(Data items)
---*---
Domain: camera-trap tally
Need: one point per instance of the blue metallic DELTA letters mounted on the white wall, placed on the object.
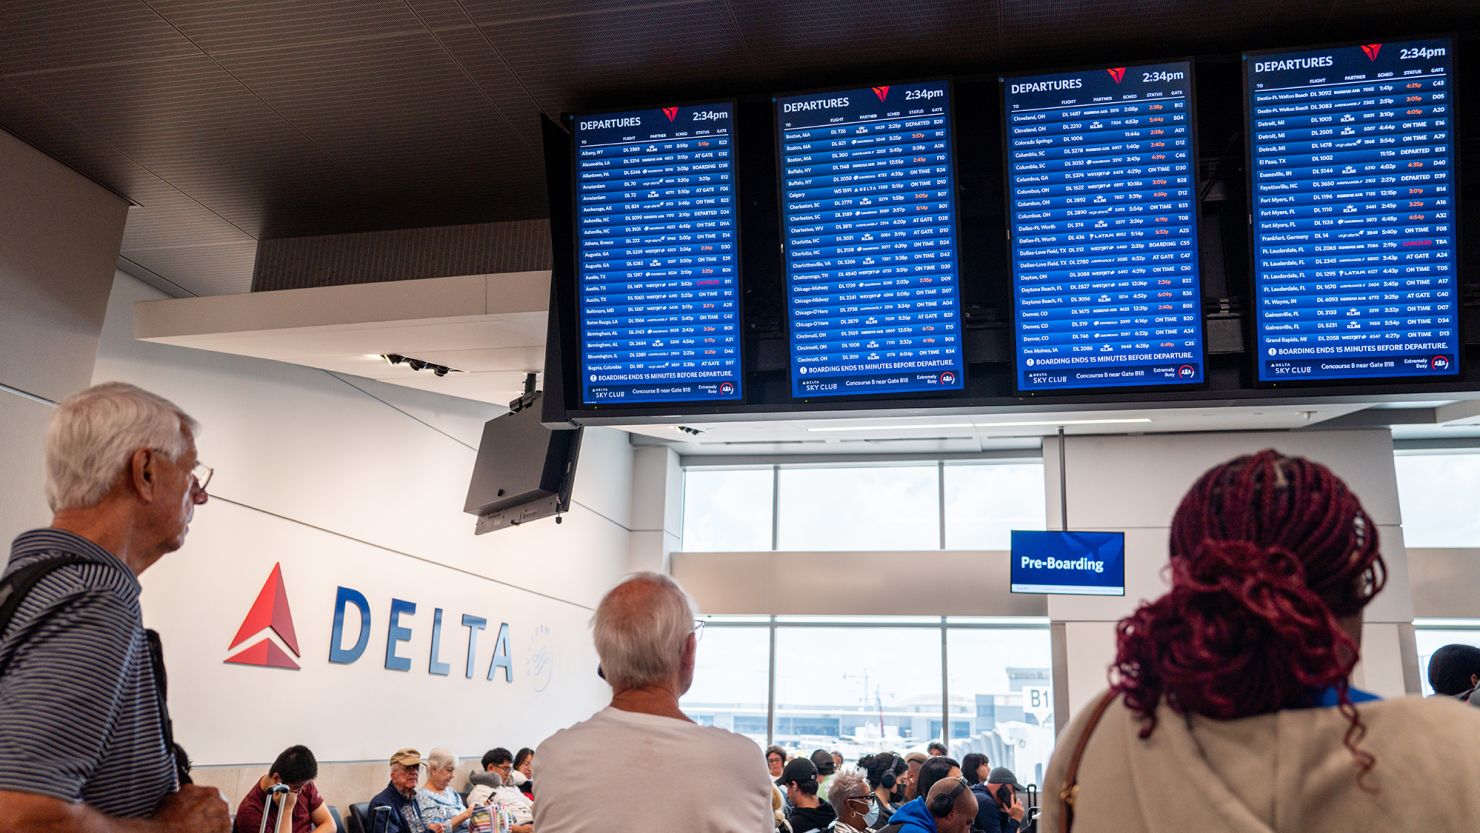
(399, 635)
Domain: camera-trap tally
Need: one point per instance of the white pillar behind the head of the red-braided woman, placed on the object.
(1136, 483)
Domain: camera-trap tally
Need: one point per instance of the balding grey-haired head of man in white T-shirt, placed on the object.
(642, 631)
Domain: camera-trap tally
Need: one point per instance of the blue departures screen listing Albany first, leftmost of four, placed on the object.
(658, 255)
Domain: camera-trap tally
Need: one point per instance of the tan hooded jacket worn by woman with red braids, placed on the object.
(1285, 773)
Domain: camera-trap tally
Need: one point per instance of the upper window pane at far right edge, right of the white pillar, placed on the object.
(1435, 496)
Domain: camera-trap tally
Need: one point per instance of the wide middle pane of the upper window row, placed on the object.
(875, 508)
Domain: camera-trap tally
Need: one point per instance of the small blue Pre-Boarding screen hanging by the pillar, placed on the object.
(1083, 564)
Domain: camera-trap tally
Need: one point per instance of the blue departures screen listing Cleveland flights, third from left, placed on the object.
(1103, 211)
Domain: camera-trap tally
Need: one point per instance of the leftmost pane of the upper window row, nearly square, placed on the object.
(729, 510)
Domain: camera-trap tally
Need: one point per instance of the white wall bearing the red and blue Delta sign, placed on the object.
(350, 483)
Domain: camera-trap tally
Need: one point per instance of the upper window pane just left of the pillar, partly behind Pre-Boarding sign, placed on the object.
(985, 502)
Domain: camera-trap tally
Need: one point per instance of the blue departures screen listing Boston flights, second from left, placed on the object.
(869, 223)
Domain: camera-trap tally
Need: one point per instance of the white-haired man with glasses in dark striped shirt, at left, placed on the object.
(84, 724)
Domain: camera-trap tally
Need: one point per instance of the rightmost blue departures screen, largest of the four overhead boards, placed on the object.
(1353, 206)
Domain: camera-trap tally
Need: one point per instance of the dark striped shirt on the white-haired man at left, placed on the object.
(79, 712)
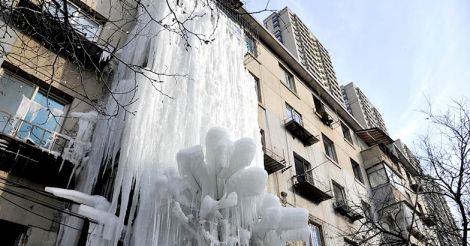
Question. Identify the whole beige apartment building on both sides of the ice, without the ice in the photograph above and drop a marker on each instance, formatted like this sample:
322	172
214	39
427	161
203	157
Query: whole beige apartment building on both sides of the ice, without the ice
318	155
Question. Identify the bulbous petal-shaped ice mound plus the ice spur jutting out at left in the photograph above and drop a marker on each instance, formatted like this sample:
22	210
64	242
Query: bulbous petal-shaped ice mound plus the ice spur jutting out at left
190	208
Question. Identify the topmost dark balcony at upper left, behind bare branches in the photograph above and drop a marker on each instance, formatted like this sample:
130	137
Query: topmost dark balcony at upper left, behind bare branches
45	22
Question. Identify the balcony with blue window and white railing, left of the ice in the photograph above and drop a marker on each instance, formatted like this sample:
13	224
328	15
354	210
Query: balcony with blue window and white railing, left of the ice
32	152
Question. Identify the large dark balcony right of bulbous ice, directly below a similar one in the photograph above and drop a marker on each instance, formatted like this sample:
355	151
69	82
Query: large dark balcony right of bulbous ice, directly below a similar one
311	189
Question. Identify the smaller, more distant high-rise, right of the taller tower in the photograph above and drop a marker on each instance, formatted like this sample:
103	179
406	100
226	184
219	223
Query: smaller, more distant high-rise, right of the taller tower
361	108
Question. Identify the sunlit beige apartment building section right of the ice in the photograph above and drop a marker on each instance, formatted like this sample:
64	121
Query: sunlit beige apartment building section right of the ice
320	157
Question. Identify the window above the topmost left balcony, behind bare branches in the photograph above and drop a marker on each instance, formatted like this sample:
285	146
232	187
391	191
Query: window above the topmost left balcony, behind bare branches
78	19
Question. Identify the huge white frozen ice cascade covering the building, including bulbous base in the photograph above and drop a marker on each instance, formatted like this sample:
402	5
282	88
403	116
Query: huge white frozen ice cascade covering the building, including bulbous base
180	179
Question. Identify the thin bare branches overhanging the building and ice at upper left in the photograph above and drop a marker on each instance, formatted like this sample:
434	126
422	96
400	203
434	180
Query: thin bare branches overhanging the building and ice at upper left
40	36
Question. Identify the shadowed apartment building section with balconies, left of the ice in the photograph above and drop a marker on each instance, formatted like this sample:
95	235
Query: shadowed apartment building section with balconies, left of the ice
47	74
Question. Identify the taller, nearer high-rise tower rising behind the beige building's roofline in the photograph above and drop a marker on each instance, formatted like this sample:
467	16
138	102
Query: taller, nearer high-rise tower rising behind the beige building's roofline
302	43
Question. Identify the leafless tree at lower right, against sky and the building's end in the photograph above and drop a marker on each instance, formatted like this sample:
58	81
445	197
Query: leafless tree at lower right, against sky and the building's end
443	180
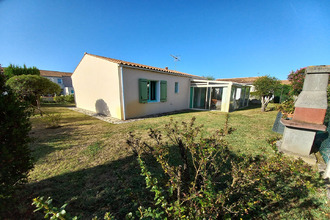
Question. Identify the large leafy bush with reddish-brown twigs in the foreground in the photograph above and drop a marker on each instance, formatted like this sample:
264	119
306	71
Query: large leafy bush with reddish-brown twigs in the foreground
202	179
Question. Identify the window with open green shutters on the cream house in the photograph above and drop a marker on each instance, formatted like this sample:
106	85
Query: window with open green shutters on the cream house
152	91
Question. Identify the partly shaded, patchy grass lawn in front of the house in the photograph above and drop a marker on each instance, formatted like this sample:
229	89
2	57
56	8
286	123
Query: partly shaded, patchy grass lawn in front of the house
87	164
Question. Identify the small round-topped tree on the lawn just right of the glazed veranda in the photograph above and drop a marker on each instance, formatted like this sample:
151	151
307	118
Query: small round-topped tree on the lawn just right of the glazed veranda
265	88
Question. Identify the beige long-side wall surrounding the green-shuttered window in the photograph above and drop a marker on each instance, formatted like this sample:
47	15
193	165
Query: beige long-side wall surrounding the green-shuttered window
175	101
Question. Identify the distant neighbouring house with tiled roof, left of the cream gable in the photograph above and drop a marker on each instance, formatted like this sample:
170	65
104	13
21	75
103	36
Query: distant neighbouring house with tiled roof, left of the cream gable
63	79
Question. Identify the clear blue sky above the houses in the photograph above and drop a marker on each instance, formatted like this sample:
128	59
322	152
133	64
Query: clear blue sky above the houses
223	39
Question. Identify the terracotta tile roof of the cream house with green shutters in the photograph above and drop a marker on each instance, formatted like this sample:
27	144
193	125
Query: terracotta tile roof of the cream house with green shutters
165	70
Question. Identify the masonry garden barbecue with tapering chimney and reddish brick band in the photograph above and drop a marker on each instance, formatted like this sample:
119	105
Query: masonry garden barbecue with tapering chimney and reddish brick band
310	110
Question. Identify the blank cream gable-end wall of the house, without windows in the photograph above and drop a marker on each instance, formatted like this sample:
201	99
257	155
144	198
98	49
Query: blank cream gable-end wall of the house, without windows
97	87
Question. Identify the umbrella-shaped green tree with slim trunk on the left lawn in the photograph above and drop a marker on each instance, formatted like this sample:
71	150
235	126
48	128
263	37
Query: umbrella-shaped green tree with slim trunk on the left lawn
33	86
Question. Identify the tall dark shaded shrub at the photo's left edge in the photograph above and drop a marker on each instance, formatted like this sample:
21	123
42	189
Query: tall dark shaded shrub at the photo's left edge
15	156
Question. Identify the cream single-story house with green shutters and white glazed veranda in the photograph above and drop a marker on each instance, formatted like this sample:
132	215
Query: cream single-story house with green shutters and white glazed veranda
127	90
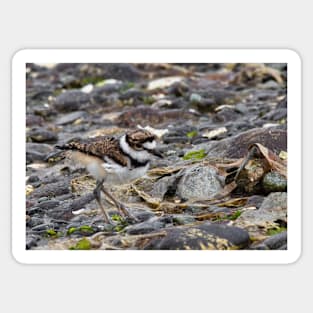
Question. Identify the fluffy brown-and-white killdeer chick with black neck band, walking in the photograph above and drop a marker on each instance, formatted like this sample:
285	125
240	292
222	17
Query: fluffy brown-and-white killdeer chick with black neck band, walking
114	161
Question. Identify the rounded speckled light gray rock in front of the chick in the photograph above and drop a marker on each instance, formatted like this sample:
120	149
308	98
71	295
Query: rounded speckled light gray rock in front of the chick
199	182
---*---
Every entry above has to be repeated exactly, apart from its pictures.

Domain: camera-trap tally
Need: one point per instance of the blue metallic DELTA letters mounted on the white wall, placed on the object.
(399, 635)
Domain: camera-trap tally
Need: one point per instance of the white pillar behind the head of the red-braided woman, placed on the object.
(1136, 483)
Domain: camera-trap tally
Need: one point per instance of the balding grey-haired head of man in white T-shirt, placed on the object.
(642, 631)
Domain: camera-trap tally
Need: one point per instance of the blue departures screen listing Albany first, leftmost of four, placed on the object.
(658, 255)
Domain: camera-trap tally
Need: one point per instance of the tan hooded jacket worn by woman with red braids, placed on the object.
(1285, 773)
Domain: camera-trap tally
Need: one point per instance of the upper window pane at far right edge, right of the white pillar, placed on the object.
(1435, 496)
Domain: camera-trap tally
Need: one point per instance of the wide middle pane of the upper window row, placed on the object.
(875, 508)
Domain: camera-trap tally
Need: one point per instance of the small blue Pre-Boarding screen hanging by the pillar, placed on the object.
(1083, 564)
Domain: camera-trap tally
Need: one point per instance of the blue departures screen listing Cleveland flights, third from left, placed on the object.
(1103, 211)
Domain: camera-trap tally
Need: one point per instance of the leftmost pane of the upper window row, nearly square, placed on the object.
(729, 510)
Domain: camera-trap tally
Need: one point per instance of the white wall bearing the red and blue Delta sign, placed on the object.
(350, 483)
Domain: camera-trap tally
Need: one point per instance of the upper window pane just left of the pillar, partly behind Pre-Boarding sign, placed on the object.
(985, 502)
Domain: camera-trap tally
Need: one point per instance of the blue departures screen listing Boston flights, second from left, placed on the object.
(869, 223)
Domain: camera-trap tally
Need: one point per instance of the white-haired man with glasses in dark striped shirt, at left, placed on the object.
(84, 724)
Domain: camera-trap tally
Need: one point per instance of the rightmost blue departures screen, largest of the four overhead boards, placed on the object.
(1353, 206)
Domain: camera-trap tally
Need: one point per instance of the dark striped shirt on the white-haired man at left, placed on the object.
(79, 712)
Question. Identify the whole beige apartment building on both sides of the ice, without the ice in the photograph above and drop a marker on each instance, formatted like this sample:
322	172
214	39
427	161
203	157
Query: whole beige apartment building on both sides of the ice, without the ice
318	155
Question. Identify the bulbous petal-shaped ice mound plus the ice spur jutting out at left in the photograph above and drop a marker on each instance, formatted like this sample:
22	210
64	242
Query: bulbous petal-shaped ice mound plus the ice spur jutting out at left
190	208
Question. Identify the topmost dark balcony at upper left, behind bare branches in the photograph above and drop a marker on each instance, formatted like this sample:
130	137
Query: topmost dark balcony at upper left, behind bare branches
45	22
Question. Identify the balcony with blue window and white railing, left of the ice in the photograph above and drop a marker on each instance, formatted like this sample:
13	224
328	15
354	210
Query: balcony with blue window and white railing, left of the ice
32	152
Question. Identify the large dark balcony right of bulbous ice, directly below a similar one in the photograph above and drop a marker on each instance, formatted like this sample:
355	151
69	82
Query: large dark balcony right of bulbous ice, directly below a similar one
311	189
Question. Identify the smaller, more distant high-rise, right of the taller tower in the photograph above and drop a marker on each instance, formatted like this sample:
103	179
406	100
226	184
219	223
Query: smaller, more distant high-rise, right of the taller tower
361	108
Question. Identify the sunlit beige apartment building section right of the ice in the photograph above and drop a marker on each instance, formatted like this sample:
64	121
Query: sunlit beige apartment building section right of the ice
320	157
Question. Identify the window above the topmost left balcony, behind bare branches in the photograph above and drop a marker on each instance, formatted like this sample:
285	146
232	187
391	191
Query: window above the topmost left balcony, behind bare branches
78	19
Question. Identify the huge white frozen ice cascade covering the building, including bulbous base in the photograph above and drop a marker on each instance, formatted like this sample:
402	5
282	88
403	116
Query: huge white frozen ice cascade covering the building, including bulbous base
180	179
Question. Identify the thin bare branches overhanging the building and ice at upper left in the photograph above and drop a marker on each instance, formatted like this sample:
434	126
422	96
400	203
434	180
Query: thin bare branches overhanging the building and ice at upper left
40	36
Question. Identify the shadowed apartment building section with balconies, left of the ice in the photograph above and drop a marker on each instance, formatted like this sample:
95	235
Query: shadowed apartment building section with balconies, left of the ice
47	74
Question. Identify the taller, nearer high-rise tower rising behind the beige building's roofline in the photograph above and drop a marker on each instance, formatted like this sample:
467	16
138	102
Query: taller, nearer high-rise tower rising behind the beige building's roofline
302	43
Question. Identify the leafless tree at lower right, against sky and the building's end in the photograph above and drop a marker on each instance, formatted like this sample:
58	81
445	197
Query: leafless tree at lower right, against sky and the building's end
443	180
Question. Identify the large leafy bush with reddish-brown twigs in the foreground in the photograph above and drop a marker on each instance, formatted like this sample:
264	119
306	71
Query: large leafy bush with reddish-brown twigs in the foreground
202	179
Question. Identify the window with open green shutters on the cream house in the photograph above and drop a marker on each instance, formatted like this sample:
106	85
Query: window with open green shutters on the cream house
152	91
Question. Identify the partly shaded, patchy grass lawn in front of the house in the photograph above and drop a marker on each instance, formatted like this sample:
229	89
2	57
56	8
286	123
Query: partly shaded, patchy grass lawn in front of the house
87	164
Question. Identify the small round-topped tree on the lawn just right of the glazed veranda in the photograph above and drop a marker on each instance, formatted like this sample:
151	151
307	118
Query: small round-topped tree on the lawn just right of the glazed veranda
265	88
Question. Identify the beige long-side wall surrounding the green-shuttered window in the photograph above and drop a marker on each instance, formatted like this sample:
47	15
193	165
Query: beige long-side wall surrounding the green-shuttered window
175	101
Question. Identify the distant neighbouring house with tiled roof, left of the cream gable in the photograph above and drop a marker on each instance, formatted like this sample:
170	65
104	13
21	75
103	36
Query: distant neighbouring house with tiled roof, left of the cream gable
63	79
Question. Identify the clear blue sky above the houses in the photograph above and drop a marker on each instance, formatted like this sample:
128	59
322	152
133	64
Query: clear blue sky above the houses
223	39
Question. Identify the terracotta tile roof of the cream house with green shutters in the photograph above and drop a marker on each instance, formatted like this sample:
27	144
193	125
Query: terracotta tile roof of the cream house with green shutters
165	70
Question. Identify the masonry garden barbecue with tapering chimney and reddish brick band in the photograph above and drop a marker on each instance, formatted like this sample:
119	105
Query: masonry garden barbecue with tapering chimney and reddish brick band
310	110
Question. Identify the blank cream gable-end wall of the house, without windows in the photograph above and drop a marker on each instance, formatted like this sample:
201	99
257	155
144	198
98	49
Query: blank cream gable-end wall of the house, without windows
97	87
Question. Identify the umbrella-shaped green tree with slim trunk on the left lawn in the photograph above and drop a marker on each instance, formatted like this sample:
71	150
235	126
48	128
263	37
Query: umbrella-shaped green tree with slim trunk on the left lawn
33	86
Question. Identify the tall dark shaded shrub at the photo's left edge in the photograph above and drop a marker on each instance, formatted like this sample:
21	123
42	189
Query: tall dark shaded shrub at the photo's left edge
15	156
Question. Identify the cream single-story house with green shutters and white glazed veranda in the photograph above and drop a marker on each instance, formatted like this sample:
132	215
Query: cream single-story house with green shutters and white glazed veranda
127	90
Question. Identify the fluffy brown-and-white killdeer chick with black neck band, walking in the photograph above and drop a marker on each instance, formatted like this sample:
285	125
240	292
222	17
Query: fluffy brown-and-white killdeer chick with black neck band, walking
114	161
Question. Identify the rounded speckled light gray rock in front of the chick in the photograph above and drop a marker on each instance, formatted like this sample:
120	149
308	98
71	295
Query: rounded speckled light gray rock in front of the chick
199	182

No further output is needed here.